**Assigned task**
Which lines run from the start of the data below to the line containing "positive clicks: (280, 393)"? Set them down exactly, with none added.

**Extracted records**
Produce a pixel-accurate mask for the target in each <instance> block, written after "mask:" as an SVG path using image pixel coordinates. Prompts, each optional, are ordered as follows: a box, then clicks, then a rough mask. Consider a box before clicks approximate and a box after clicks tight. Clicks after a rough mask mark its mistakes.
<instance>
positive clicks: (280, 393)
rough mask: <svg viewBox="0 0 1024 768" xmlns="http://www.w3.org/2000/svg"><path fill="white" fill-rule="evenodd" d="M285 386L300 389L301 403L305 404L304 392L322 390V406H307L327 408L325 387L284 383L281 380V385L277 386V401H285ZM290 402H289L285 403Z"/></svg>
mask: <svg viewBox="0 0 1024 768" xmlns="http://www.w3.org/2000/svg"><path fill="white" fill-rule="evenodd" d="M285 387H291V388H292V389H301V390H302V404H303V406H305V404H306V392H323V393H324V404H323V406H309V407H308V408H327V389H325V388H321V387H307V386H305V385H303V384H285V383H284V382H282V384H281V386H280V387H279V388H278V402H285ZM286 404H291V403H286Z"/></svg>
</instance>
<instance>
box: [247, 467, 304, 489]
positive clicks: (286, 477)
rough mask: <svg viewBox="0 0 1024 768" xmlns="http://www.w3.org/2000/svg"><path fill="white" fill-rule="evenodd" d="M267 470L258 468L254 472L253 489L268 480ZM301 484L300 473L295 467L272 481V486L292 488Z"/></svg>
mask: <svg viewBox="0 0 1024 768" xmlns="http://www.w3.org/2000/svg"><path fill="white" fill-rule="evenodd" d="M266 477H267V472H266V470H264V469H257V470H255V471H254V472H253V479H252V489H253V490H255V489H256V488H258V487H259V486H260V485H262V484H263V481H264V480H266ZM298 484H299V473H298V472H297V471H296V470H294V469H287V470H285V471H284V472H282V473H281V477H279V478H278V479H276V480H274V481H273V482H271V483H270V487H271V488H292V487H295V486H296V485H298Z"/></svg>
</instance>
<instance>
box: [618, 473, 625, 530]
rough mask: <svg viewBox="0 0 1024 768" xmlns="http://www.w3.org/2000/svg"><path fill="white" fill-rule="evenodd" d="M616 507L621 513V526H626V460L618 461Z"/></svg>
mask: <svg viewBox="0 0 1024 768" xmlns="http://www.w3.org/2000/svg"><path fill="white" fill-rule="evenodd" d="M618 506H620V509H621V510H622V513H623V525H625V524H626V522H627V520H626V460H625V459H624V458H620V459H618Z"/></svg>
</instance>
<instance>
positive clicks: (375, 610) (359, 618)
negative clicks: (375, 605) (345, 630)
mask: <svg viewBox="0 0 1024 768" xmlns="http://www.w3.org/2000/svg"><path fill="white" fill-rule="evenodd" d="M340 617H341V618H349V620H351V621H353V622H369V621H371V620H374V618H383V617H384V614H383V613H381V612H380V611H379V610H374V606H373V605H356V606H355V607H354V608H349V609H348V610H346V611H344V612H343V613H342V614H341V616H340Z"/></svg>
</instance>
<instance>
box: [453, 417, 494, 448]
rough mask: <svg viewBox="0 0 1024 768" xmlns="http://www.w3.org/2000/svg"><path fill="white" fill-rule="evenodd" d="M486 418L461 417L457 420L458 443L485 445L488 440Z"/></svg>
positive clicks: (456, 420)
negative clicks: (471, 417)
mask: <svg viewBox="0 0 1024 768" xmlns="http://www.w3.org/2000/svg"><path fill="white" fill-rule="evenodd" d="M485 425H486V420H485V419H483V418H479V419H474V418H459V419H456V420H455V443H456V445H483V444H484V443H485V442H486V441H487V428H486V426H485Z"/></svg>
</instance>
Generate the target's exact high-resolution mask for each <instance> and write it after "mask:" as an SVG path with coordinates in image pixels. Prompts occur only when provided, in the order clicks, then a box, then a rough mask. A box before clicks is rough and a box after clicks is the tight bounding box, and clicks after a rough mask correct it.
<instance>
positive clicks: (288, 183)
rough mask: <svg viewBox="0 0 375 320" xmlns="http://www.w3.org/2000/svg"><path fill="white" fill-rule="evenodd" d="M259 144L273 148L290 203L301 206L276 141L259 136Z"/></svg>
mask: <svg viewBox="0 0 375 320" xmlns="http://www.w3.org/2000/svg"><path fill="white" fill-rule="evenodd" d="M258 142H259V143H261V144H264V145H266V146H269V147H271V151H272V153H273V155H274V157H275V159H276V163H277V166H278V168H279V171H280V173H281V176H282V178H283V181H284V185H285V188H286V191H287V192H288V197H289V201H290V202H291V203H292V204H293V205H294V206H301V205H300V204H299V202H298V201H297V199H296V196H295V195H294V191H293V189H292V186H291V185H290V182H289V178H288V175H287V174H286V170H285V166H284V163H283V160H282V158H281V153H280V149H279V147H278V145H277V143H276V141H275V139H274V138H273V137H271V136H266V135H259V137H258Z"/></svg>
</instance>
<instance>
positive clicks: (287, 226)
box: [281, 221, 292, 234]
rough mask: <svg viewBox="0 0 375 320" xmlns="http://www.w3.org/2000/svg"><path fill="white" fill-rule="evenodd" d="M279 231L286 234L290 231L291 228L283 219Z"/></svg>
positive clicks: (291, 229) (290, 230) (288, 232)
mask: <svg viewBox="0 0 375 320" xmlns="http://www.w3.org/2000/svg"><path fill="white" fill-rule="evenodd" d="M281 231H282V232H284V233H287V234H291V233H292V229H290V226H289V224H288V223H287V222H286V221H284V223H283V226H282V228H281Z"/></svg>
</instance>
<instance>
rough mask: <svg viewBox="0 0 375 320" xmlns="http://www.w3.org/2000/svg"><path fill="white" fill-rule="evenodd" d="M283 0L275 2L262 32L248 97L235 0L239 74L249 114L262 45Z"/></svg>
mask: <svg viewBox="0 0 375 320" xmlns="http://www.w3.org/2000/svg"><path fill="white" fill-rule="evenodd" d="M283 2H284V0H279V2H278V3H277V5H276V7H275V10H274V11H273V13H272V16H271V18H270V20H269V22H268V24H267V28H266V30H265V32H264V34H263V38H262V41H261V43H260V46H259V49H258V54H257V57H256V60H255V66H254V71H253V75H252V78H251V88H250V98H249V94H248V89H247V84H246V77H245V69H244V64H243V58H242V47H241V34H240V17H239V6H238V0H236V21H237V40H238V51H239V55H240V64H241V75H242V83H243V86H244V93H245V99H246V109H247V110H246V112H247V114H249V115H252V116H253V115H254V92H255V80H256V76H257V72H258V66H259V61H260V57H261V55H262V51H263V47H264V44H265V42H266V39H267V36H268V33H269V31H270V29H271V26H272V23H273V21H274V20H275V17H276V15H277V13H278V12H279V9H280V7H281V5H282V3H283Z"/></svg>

**Completed exercise**
Produce a pixel-accurate mask for the target in each <instance> block, written after "mask:" as an SVG path using image pixel coordinates. Prompts, each optional, are ordered as follows: a box, then clicks, then a rough mask. Consider a box before clicks approximate and a box after clicks tight. Clicks after a rough mask mark its mistakes.
<instance>
positive clicks: (280, 393)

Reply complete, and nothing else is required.